▼

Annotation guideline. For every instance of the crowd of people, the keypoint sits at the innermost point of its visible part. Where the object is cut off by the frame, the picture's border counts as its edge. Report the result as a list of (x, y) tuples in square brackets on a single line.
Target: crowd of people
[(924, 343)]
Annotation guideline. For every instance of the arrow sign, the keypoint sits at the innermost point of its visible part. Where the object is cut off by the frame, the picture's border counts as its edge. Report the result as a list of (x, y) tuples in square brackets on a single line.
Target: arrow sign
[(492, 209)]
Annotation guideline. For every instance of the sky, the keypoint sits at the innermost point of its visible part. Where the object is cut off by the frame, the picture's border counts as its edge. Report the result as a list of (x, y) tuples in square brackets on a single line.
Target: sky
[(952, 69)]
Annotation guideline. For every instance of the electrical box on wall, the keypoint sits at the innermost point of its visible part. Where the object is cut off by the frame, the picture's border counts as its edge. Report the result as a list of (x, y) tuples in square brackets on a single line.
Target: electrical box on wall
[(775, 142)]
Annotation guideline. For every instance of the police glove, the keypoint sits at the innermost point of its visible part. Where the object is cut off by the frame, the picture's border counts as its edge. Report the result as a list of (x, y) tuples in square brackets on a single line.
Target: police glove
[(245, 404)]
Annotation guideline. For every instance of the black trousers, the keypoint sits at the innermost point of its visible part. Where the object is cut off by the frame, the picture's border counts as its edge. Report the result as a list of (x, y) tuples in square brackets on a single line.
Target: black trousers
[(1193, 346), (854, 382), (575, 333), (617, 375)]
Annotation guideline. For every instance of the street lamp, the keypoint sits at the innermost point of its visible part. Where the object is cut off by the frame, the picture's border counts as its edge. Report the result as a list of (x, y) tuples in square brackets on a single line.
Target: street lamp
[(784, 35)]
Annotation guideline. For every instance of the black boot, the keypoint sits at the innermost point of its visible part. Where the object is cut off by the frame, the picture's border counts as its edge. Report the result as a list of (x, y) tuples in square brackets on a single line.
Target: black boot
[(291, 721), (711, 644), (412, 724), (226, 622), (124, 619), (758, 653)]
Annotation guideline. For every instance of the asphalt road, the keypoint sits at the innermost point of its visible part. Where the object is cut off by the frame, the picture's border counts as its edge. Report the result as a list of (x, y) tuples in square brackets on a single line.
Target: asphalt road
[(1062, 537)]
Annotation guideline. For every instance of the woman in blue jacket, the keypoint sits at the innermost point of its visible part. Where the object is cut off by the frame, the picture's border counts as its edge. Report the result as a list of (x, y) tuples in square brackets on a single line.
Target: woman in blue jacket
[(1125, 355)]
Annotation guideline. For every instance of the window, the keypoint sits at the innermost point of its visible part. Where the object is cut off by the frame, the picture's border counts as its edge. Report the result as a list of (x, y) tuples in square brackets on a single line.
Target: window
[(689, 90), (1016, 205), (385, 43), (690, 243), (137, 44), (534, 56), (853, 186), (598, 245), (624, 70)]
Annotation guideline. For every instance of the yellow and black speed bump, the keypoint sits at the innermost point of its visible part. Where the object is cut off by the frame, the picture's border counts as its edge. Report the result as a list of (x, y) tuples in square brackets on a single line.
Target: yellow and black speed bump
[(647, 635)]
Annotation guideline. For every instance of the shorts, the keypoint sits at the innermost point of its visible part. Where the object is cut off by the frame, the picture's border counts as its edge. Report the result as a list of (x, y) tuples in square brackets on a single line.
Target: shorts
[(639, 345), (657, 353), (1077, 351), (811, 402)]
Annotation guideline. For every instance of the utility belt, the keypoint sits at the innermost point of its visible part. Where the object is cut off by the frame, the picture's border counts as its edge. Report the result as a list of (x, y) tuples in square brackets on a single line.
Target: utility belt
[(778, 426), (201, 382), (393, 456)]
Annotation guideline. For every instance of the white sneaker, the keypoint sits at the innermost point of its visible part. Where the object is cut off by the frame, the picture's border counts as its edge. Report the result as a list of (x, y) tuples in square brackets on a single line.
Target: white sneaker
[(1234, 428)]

▲

_WHAT NEEDS TO BE DONE_
Retype the whole listing exactly.

_PROBLEM SOLUTION_
Annotation guideline. For every instance of the crowd of people, the keypoint sits at the innermost point of its visible part. Where the object is cut off by the frame, the picture's border counts as its edge. Report the result as a list of (x, y) tuples in square brackets on a single line.
Target: crowd of people
[(924, 343)]
Annotation guideline. For every instance of the arrow sign, the keypoint sits at the innermost point of its visible part. Where the object is cut off by the frame, the picture's border counts as its edge. Report the result as a list of (x, y) tuples in square brackets on a single line.
Target: arrow sign
[(492, 209)]
Annotation guideline. For every instance of the sky, the keypoint sits at the innermost point of its visible part. Where the object is cut off by the frame, the picture's border counts as its edge. Report the result as a list of (x, y) tuples in square brackets on a single line.
Target: sky
[(952, 69)]
Annotation guideline. For every instance of the electrical box on wall, the keypoint sits at the innermost point of its visible part. Where the object is cut off by the frame, the picture's border counts as its edge. Report the result as a list of (x, y) tuples in square brackets on a single line.
Target: electrical box on wall
[(775, 142)]
Annotation guideline. For every instance of the police glove, the keypoint sits at the innermost point of its visible part. Where the object is cut off by the frame, the picture's border counts as its edge. Report the result as a list of (x, y) tuples in square brackets on a single line.
Target: police glove
[(245, 404)]
Annotation guideline. For every instance of the black trousers, the keypoint sits at the innermost point of its visible part. Where the object is cut off by the frame, the picture's border counts as its edge. Report the result as a list of (x, y) tuples in square brackets on a single line.
Target: black trousers
[(1193, 346), (854, 382), (575, 333), (617, 375)]
Annotation guideline. For every instance of the street lamp, the keypoint sits at the innermost point of its visible part. Where the object is cut off by the frame, the picture's border counts as its edge. Report the result as a list of (x, y) tuples in square brackets on a single line.
Target: street lamp
[(784, 35)]
Annotation guideline. For every instance of the black boot, the keypoint sits at the innermost point of its visible part. Where the object is cut off by the frame, the picture's border counts as its edge. Report the result as a list of (x, y) tuples in square brackets on a single line.
Target: black boot
[(291, 721), (711, 644), (412, 724), (226, 622), (124, 619), (758, 653)]
Annotation guideline. For every instance of the asphalt road, the keypoint sits at the innermost point of its visible part. Where the object is cut off by the frame, the picture's border counts as its edge. Report the result as a list of (x, y) tuples in square brackets on a single line.
Target: asphalt road
[(1062, 537)]
Annotation guideline. For every instance of the woman in blue jacket, the keypoint sits at the innermost point of its visible part. Where the object is cut off by the frame, the picture's border counts as its edge. Report the result as a list of (x, y) tuples in square brackets on a single line.
Target: woman in blue jacket
[(1125, 355)]
Annotation guideline. For every instance of the window, the keypoint sits at the innermost point of its visible part. Where the object is cut off by the frame, the picture's border counts as its edge. Report the result as a list of (x, y) tuples in square brackets on a single line.
Target: window
[(689, 90), (1016, 205), (385, 43), (690, 243), (137, 44), (534, 56), (853, 186), (598, 245), (624, 70)]
Annotation guideline. For every instance of the yellow and black speed bump, the keypoint sits at the innermost point of its visible part. Where the object is cut off by the frame, the picture's border counts as its edge. Report the result as a list of (x, y) tuples in square brackets on a single line.
Target: yellow and black speed bump
[(647, 635)]
Annotation guideline. For every instance of the shorts, the keypoint sits at the innermost point of its visible part. Where the object is cut off by the frame, the picture's border counts as its edge. Report the result as a list of (x, y) tuples in square brackets on a single line.
Target: shorts
[(639, 345), (657, 353), (1077, 351), (811, 402)]
Annotation guideline. For every instance of the utility belt, the keypoint sits at the innermost point of its visible part. Where the object is cut off by the frame, the picture's border counts as its edge. Report the result as a list of (x, y) tuples in square brackets on a single line.
Target: utility belt
[(778, 426), (201, 382), (393, 456)]
Annotation guideline. For every instance of the white sneaker, the keypoint sits at the innermost point of its visible part. Where the object is cut off by the frame, the picture's border counts as its edge. Report the result as a list of (x, y) tuples in square brackets on a single line.
Target: white sneaker
[(1234, 428)]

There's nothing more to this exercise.